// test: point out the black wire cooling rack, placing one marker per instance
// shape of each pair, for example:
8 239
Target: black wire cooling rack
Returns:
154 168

------------------------------------------------------------------------

▸ AIM OF THE EXERCISE:
Rewrite every line of the entries above, requests included. Multiply each coordinate in the answers by 2.5 and round it to the nearest whole number, rounding halves up. Leave the numbers in the requests and in their format samples unchanged.

▸ TASK SOLUTION:
// test: point out the black wire cooling rack, placing one marker per instance
// shape of each pair, for example:
8 239
Target: black wire cooling rack
Returns:
385 420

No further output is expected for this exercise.